• Task requirements:
Each line of the data has to be retyped exactly as it is.
(Input records Opens)
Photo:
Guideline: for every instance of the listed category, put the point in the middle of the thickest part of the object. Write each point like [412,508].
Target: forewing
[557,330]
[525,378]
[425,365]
(Input records Closes)
• Answer box:
Photo:
Guideline: for every instance of the listed category, put the point in the middle of the thickest part of the object. Write each point like [412,508].
Target: forewing
[557,330]
[525,378]
[425,365]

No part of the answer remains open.